**Supplied data**

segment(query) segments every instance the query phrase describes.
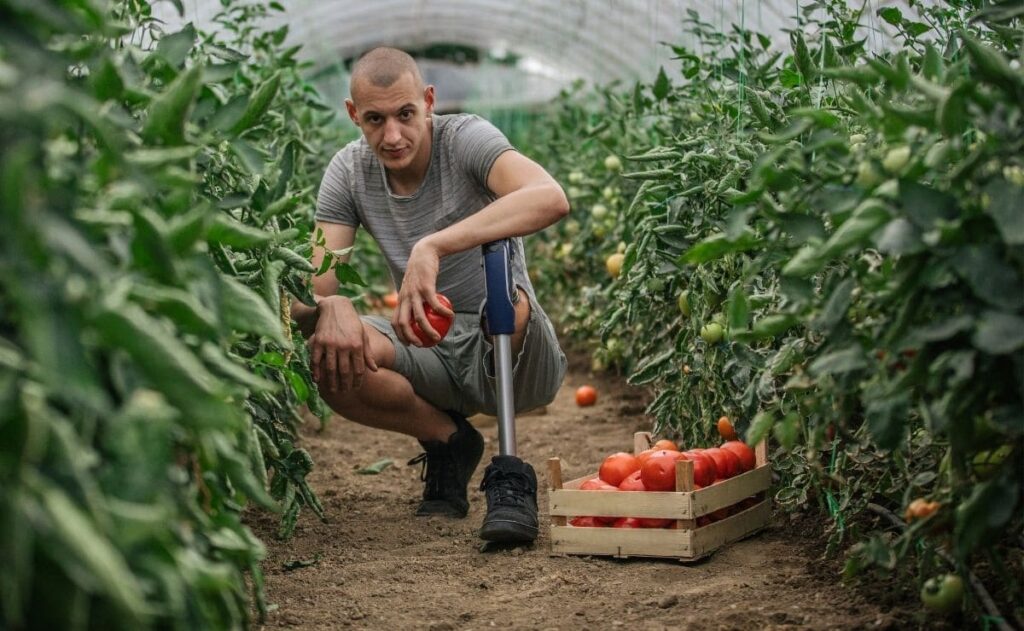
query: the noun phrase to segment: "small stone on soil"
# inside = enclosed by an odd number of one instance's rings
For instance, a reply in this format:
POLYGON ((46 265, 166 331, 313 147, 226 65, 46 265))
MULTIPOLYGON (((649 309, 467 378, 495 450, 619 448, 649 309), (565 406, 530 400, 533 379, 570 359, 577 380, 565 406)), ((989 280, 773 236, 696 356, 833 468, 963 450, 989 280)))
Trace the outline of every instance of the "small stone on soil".
POLYGON ((661 607, 662 609, 668 609, 669 607, 675 607, 676 603, 678 603, 678 602, 679 602, 679 596, 676 596, 675 594, 671 594, 671 595, 665 596, 664 598, 659 600, 658 601, 658 606, 661 607))

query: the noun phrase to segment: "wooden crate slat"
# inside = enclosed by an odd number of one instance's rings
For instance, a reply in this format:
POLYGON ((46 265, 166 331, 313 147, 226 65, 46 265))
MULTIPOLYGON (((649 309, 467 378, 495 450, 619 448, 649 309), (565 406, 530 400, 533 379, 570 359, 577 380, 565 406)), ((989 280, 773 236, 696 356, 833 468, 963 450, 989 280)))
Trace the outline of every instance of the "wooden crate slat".
POLYGON ((712 484, 693 492, 693 514, 698 517, 732 506, 772 485, 772 470, 768 465, 712 484))
POLYGON ((691 533, 661 528, 551 527, 552 551, 562 554, 606 554, 617 557, 688 557, 691 533))
POLYGON ((556 516, 661 517, 689 519, 693 515, 689 493, 655 491, 580 491, 568 488, 549 493, 548 511, 556 516))
POLYGON ((722 521, 694 530, 690 533, 692 556, 704 556, 730 541, 752 534, 768 523, 770 515, 771 506, 767 501, 763 501, 722 521))

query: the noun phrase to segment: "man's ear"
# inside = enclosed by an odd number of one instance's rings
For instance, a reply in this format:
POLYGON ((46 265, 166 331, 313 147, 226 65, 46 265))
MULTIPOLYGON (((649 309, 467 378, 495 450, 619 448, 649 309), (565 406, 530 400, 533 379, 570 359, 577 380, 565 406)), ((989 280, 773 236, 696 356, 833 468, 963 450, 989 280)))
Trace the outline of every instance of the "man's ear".
POLYGON ((427 114, 434 113, 434 86, 428 85, 423 88, 423 103, 426 105, 427 114))
POLYGON ((352 119, 356 127, 359 127, 359 114, 356 111, 356 104, 352 99, 345 99, 345 109, 348 110, 348 117, 352 119))

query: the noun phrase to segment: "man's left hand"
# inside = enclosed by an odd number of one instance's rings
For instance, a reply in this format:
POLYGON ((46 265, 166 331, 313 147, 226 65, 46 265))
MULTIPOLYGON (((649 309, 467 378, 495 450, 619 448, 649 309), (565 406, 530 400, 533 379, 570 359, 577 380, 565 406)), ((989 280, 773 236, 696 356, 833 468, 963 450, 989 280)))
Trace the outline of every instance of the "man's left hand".
POLYGON ((423 303, 429 304, 435 312, 444 316, 455 316, 451 309, 437 299, 437 274, 440 266, 441 255, 429 241, 423 239, 413 246, 405 267, 402 287, 398 291, 398 306, 391 317, 391 326, 403 344, 423 346, 423 342, 413 333, 413 320, 435 342, 441 339, 441 335, 430 326, 423 303))

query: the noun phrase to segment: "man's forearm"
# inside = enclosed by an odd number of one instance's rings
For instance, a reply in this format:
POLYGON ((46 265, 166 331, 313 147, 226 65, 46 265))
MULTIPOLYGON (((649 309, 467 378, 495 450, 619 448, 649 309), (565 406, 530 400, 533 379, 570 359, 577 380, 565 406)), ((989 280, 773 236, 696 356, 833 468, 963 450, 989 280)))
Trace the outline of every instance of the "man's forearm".
POLYGON ((479 212, 426 237, 440 256, 505 239, 533 234, 568 213, 556 187, 527 187, 498 198, 479 212))

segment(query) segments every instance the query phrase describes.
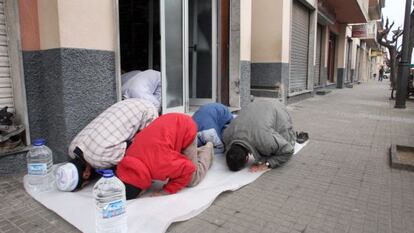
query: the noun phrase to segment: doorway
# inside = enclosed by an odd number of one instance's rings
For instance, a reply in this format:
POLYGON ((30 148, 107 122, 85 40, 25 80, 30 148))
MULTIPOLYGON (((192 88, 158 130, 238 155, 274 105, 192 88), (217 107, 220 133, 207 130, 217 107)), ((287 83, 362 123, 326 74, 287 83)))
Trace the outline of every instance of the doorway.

**Task prompt**
Tell how many lines in the data contain the word "segment", answering with that number and no other text.

**Solution**
8